▶ [Work required]
Can you copy the records below line for line, without changing a character and leaving out the pictures?

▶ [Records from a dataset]
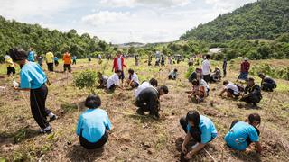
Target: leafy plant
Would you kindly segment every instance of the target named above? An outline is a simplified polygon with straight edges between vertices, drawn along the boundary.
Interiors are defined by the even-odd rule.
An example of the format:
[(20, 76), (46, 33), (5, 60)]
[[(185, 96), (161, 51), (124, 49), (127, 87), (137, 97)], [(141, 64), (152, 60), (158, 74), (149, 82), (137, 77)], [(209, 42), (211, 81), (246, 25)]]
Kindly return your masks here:
[(79, 89), (87, 89), (89, 94), (94, 93), (97, 82), (97, 73), (93, 70), (85, 70), (77, 75), (73, 83)]

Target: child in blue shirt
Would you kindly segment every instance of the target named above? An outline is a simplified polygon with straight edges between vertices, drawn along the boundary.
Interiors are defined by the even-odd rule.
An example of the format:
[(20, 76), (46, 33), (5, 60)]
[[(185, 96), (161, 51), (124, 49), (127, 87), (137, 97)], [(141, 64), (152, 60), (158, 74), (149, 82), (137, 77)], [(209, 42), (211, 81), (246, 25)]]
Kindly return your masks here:
[(229, 131), (225, 136), (227, 145), (236, 150), (246, 150), (252, 142), (257, 147), (257, 151), (262, 151), (259, 142), (260, 131), (256, 128), (261, 123), (261, 117), (257, 113), (252, 113), (248, 116), (248, 123), (234, 121), (230, 126)]
[(98, 95), (90, 94), (85, 101), (89, 109), (79, 115), (76, 133), (80, 145), (87, 149), (102, 148), (107, 141), (111, 122), (106, 111), (99, 109)]
[[(57, 116), (46, 109), (45, 102), (48, 89), (47, 77), (41, 67), (27, 60), (27, 54), (23, 50), (11, 49), (9, 55), (14, 62), (22, 67), (20, 72), (20, 86), (14, 85), (16, 90), (30, 91), (31, 111), (37, 124), (41, 127), (41, 133), (50, 133), (51, 127), (49, 122), (54, 121)], [(50, 121), (47, 121), (47, 117)]]
[[(217, 130), (210, 119), (200, 115), (197, 111), (190, 111), (186, 117), (180, 120), (180, 124), (186, 133), (186, 137), (182, 145), (182, 154), (186, 159), (202, 149), (206, 144), (217, 137)], [(191, 151), (188, 151), (186, 146), (193, 139), (197, 143)]]

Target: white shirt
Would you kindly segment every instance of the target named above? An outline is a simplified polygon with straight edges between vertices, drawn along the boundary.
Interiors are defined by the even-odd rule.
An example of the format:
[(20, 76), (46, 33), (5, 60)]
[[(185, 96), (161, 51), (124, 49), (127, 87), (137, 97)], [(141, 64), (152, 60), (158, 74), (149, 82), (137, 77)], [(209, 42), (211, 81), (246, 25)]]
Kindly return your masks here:
[(139, 84), (138, 76), (135, 73), (133, 74), (132, 78), (131, 78), (135, 83)]
[(202, 62), (202, 75), (210, 75), (210, 61), (208, 59), (205, 59)]
[(209, 85), (207, 84), (207, 82), (206, 82), (204, 79), (200, 79), (200, 86), (205, 86), (206, 92), (207, 92), (208, 90), (210, 90), (210, 86), (209, 86)]
[(234, 91), (234, 94), (238, 95), (238, 88), (236, 85), (232, 84), (232, 83), (228, 83), (225, 89), (231, 89)]
[(118, 70), (123, 70), (121, 67), (121, 57), (117, 58), (117, 68)]
[(154, 87), (149, 82), (144, 82), (142, 85), (140, 85), (137, 89), (135, 91), (135, 98), (137, 98), (138, 94), (141, 94), (141, 92), (148, 87)]
[(119, 76), (117, 73), (110, 76), (110, 77), (107, 79), (107, 88), (108, 89), (112, 85), (115, 85), (116, 86), (119, 86)]

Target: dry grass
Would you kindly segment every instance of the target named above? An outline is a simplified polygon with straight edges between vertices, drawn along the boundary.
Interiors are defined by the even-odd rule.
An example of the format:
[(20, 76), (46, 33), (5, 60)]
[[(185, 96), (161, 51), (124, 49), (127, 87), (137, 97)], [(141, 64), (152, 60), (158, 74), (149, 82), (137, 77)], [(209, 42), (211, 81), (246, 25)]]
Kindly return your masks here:
[[(95, 61), (96, 62), (96, 61)], [(133, 68), (133, 59), (126, 61)], [(104, 150), (87, 151), (79, 144), (75, 129), (79, 114), (83, 110), (82, 102), (88, 94), (72, 86), (73, 75), (49, 73), (52, 85), (49, 88), (47, 107), (59, 115), (59, 120), (51, 123), (53, 133), (38, 135), (38, 126), (33, 121), (30, 108), (24, 104), (21, 94), (14, 91), (11, 79), (0, 79), (0, 161), (179, 161), (180, 145), (184, 137), (179, 119), (189, 110), (196, 109), (201, 114), (212, 119), (219, 137), (206, 150), (218, 161), (288, 161), (289, 154), (289, 96), (288, 81), (277, 80), (278, 89), (271, 94), (263, 93), (264, 99), (260, 109), (238, 108), (237, 101), (221, 99), (219, 94), (221, 84), (210, 85), (210, 96), (206, 102), (197, 105), (188, 101), (184, 91), (191, 85), (184, 78), (187, 70), (185, 63), (162, 68), (147, 68), (142, 61), (141, 66), (134, 68), (141, 80), (155, 77), (169, 86), (169, 94), (161, 99), (161, 120), (143, 118), (125, 113), (135, 113), (133, 105), (133, 91), (117, 91), (106, 94), (98, 90), (102, 99), (102, 108), (108, 112), (114, 126), (111, 136)], [(256, 62), (254, 62), (256, 63)], [(288, 60), (270, 60), (274, 66), (288, 65)], [(106, 64), (104, 61), (103, 65)], [(220, 63), (215, 62), (220, 66)], [(72, 68), (73, 73), (86, 68), (102, 71), (102, 66), (92, 63), (88, 65), (81, 60)], [(236, 80), (238, 64), (229, 65), (228, 79)], [(166, 75), (177, 68), (180, 71), (178, 81), (167, 81)], [(1, 72), (5, 71), (1, 66)], [(46, 69), (46, 67), (43, 68)], [(61, 67), (57, 70), (61, 71)], [(111, 74), (111, 61), (105, 68), (107, 75)], [(28, 98), (29, 94), (24, 93)], [(251, 112), (258, 112), (262, 117), (261, 142), (264, 153), (245, 153), (228, 148), (223, 137), (230, 122), (235, 119), (245, 120)], [(1, 158), (2, 157), (2, 158)], [(205, 152), (193, 157), (192, 161), (212, 161)]]

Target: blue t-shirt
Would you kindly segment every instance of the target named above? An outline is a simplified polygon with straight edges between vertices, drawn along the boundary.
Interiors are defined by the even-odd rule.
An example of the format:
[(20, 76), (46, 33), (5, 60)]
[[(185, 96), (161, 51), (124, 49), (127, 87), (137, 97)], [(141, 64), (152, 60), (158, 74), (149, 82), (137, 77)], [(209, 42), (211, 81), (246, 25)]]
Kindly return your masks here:
[(237, 150), (245, 150), (247, 146), (247, 139), (250, 138), (252, 142), (259, 141), (259, 136), (256, 130), (250, 124), (238, 122), (225, 136), (227, 144)]
[(79, 115), (76, 133), (91, 143), (98, 141), (106, 130), (111, 130), (111, 122), (106, 111), (102, 109), (88, 109)]
[[(205, 144), (210, 142), (212, 139), (217, 137), (217, 130), (214, 123), (210, 119), (206, 116), (200, 115), (200, 121), (199, 124), (200, 130), (201, 132), (201, 143)], [(191, 130), (191, 125), (187, 125), (188, 131)]]
[(29, 51), (27, 60), (31, 61), (31, 62), (34, 62), (34, 52), (33, 51)]
[(42, 68), (34, 63), (25, 64), (20, 72), (20, 87), (23, 89), (38, 89), (46, 83), (47, 77)]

▶ [Problem solution]
Target: leafy plant
Would you kindly segment every instance of the target named above? An outline is a simplified polygon with straight edges between vertices, drawn along the boundary.
Interiors are defined by the even-odd rule.
An example of the format:
[(20, 76), (46, 33), (5, 60)]
[[(185, 96), (161, 51), (124, 49), (127, 87), (137, 97)], [(141, 64), (152, 60), (158, 74), (149, 82), (137, 77)], [(209, 42), (211, 81), (246, 25)]]
Kindly return your masks here:
[(79, 89), (87, 89), (89, 94), (94, 93), (97, 82), (97, 73), (93, 70), (85, 70), (77, 75), (73, 83)]

Target: child in blue shirt
Would you kindly segment every instance of the target named above? An outline is a simplified polygon with straight edges between vertices, drawn along the boundary.
Interiors are defined by the even-odd rule.
An example of the format:
[(20, 76), (46, 33), (5, 60)]
[[(185, 96), (161, 51), (124, 49), (127, 87), (137, 97)], [(141, 64), (152, 60), (158, 74), (149, 82), (137, 77)], [(209, 42), (211, 81), (246, 25)]]
Kindly return your masks here:
[(229, 131), (225, 136), (227, 145), (236, 150), (246, 150), (252, 142), (257, 147), (257, 151), (262, 151), (259, 142), (260, 131), (256, 128), (261, 123), (261, 117), (257, 113), (252, 113), (248, 116), (248, 123), (234, 121), (230, 126)]
[(98, 95), (90, 94), (85, 101), (89, 109), (79, 115), (76, 133), (80, 145), (87, 149), (102, 148), (107, 141), (111, 122), (106, 111), (99, 109)]
[[(57, 116), (46, 109), (45, 102), (48, 89), (47, 77), (41, 67), (27, 60), (27, 54), (23, 50), (11, 49), (9, 55), (14, 62), (22, 67), (20, 72), (20, 86), (14, 85), (16, 90), (30, 91), (31, 111), (37, 124), (41, 127), (41, 133), (50, 133), (51, 127), (49, 122), (54, 121)], [(50, 121), (47, 121), (47, 117)]]
[[(217, 130), (210, 119), (200, 115), (197, 111), (190, 111), (186, 117), (180, 120), (180, 124), (186, 133), (186, 137), (182, 145), (182, 154), (186, 159), (202, 149), (206, 144), (217, 137)], [(191, 151), (188, 151), (186, 146), (193, 139), (197, 143)]]

Target: white shirt
Would you kindly segment every instance of the target named above? An outline is a simplified polygon with straight edges between vertices, drawn along the boundary.
Interiors are defined by the even-odd rule.
An example of the format:
[(20, 76), (46, 33), (5, 60)]
[[(185, 96), (161, 51), (124, 49), (127, 87), (137, 97)], [(141, 64), (152, 60), (158, 74), (149, 82), (137, 77)], [(209, 42), (211, 81), (246, 25)]]
Kindly return your masks here:
[(139, 84), (138, 76), (135, 73), (133, 74), (132, 78), (131, 78), (135, 83)]
[(202, 62), (202, 75), (210, 75), (210, 61), (208, 59), (205, 59)]
[(209, 85), (207, 84), (207, 82), (206, 82), (204, 79), (200, 79), (200, 86), (205, 86), (206, 92), (207, 92), (208, 90), (210, 90), (210, 86), (209, 86)]
[(234, 91), (234, 94), (238, 95), (238, 88), (236, 85), (232, 84), (232, 83), (228, 83), (225, 89), (231, 89)]
[(118, 70), (123, 70), (121, 67), (121, 57), (117, 58), (117, 68)]
[(154, 87), (149, 82), (144, 82), (142, 85), (140, 85), (137, 89), (135, 91), (135, 98), (137, 98), (138, 94), (141, 94), (141, 92), (148, 87)]
[(119, 76), (117, 73), (110, 76), (110, 77), (107, 79), (107, 88), (108, 89), (112, 85), (115, 85), (116, 86), (119, 86)]

Target: dry grass
Would you kindly segment every instance of the target named above? An outline is a simplified polygon with straight edges between vertices, drawn along the boundary.
Interiors are defined by the even-odd rule.
An example of the format:
[(20, 76), (46, 33), (5, 60)]
[[(185, 96), (161, 51), (124, 49), (127, 87), (137, 97)], [(141, 64), (152, 60), (158, 74), (149, 82), (137, 77)], [(209, 42), (211, 81), (246, 25)]]
Kindly return your masks here:
[[(95, 61), (96, 62), (96, 61)], [(133, 68), (133, 59), (126, 61)], [(104, 150), (87, 151), (79, 144), (75, 129), (79, 114), (83, 110), (82, 102), (88, 94), (72, 86), (73, 75), (49, 73), (52, 85), (49, 88), (47, 107), (59, 115), (59, 120), (51, 123), (53, 133), (38, 135), (38, 126), (33, 121), (30, 108), (24, 104), (21, 94), (14, 91), (11, 79), (0, 79), (0, 161), (179, 161), (180, 145), (184, 137), (179, 119), (189, 110), (196, 109), (201, 114), (212, 119), (219, 137), (206, 150), (218, 161), (288, 161), (289, 154), (289, 96), (288, 81), (277, 80), (278, 89), (271, 94), (263, 93), (264, 99), (260, 109), (238, 108), (237, 101), (221, 99), (219, 94), (221, 84), (210, 85), (210, 96), (206, 102), (197, 105), (188, 101), (184, 91), (191, 85), (184, 78), (187, 70), (185, 63), (162, 68), (147, 68), (142, 61), (141, 66), (134, 68), (141, 80), (155, 77), (169, 86), (169, 94), (161, 99), (161, 120), (143, 118), (125, 113), (135, 113), (133, 105), (133, 91), (117, 91), (106, 94), (98, 90), (102, 99), (102, 108), (108, 112), (114, 126), (111, 136)], [(256, 62), (254, 62), (256, 63)], [(288, 60), (270, 60), (274, 66), (288, 65)], [(106, 64), (104, 61), (103, 65)], [(220, 63), (215, 62), (220, 66)], [(72, 68), (73, 73), (86, 68), (102, 71), (102, 66), (92, 63), (88, 65), (81, 60)], [(236, 80), (238, 64), (229, 65), (228, 79)], [(166, 75), (177, 68), (180, 71), (178, 81), (167, 81)], [(1, 72), (5, 71), (1, 66)], [(46, 69), (46, 67), (43, 68)], [(61, 67), (57, 70), (61, 71)], [(111, 74), (111, 61), (105, 68), (107, 75)], [(28, 98), (29, 94), (24, 93)], [(251, 112), (258, 112), (262, 117), (261, 142), (264, 153), (245, 153), (228, 148), (223, 137), (230, 122), (235, 119), (245, 120)], [(1, 158), (2, 157), (2, 158)], [(205, 152), (193, 157), (192, 161), (212, 161)]]

Target: blue t-shirt
Would you kindly segment every instance of the target named above? An outline is a simplified polygon with straight edges between vertices, drawn along the boundary.
Interiors are defined by the even-odd rule.
An example of the format:
[(20, 76), (46, 33), (5, 60)]
[[(185, 96), (161, 51), (124, 49), (127, 87), (137, 97)], [(141, 64), (152, 60), (158, 74), (149, 82), (137, 77)], [(209, 42), (211, 81), (246, 25)]]
Kindly return your masks here:
[(237, 150), (245, 150), (247, 146), (247, 139), (250, 138), (252, 142), (259, 141), (259, 136), (256, 130), (250, 124), (238, 122), (225, 136), (227, 144)]
[(79, 115), (76, 133), (91, 143), (98, 141), (106, 130), (111, 130), (111, 122), (106, 111), (102, 109), (88, 109)]
[[(205, 144), (210, 142), (212, 139), (217, 137), (217, 130), (214, 123), (210, 119), (206, 116), (200, 115), (200, 121), (199, 124), (200, 130), (201, 132), (201, 143)], [(191, 130), (191, 125), (187, 125), (188, 131)]]
[(29, 51), (27, 60), (31, 61), (31, 62), (34, 62), (34, 52), (33, 51)]
[(42, 68), (34, 63), (25, 64), (20, 72), (20, 87), (23, 89), (38, 89), (46, 83), (47, 77)]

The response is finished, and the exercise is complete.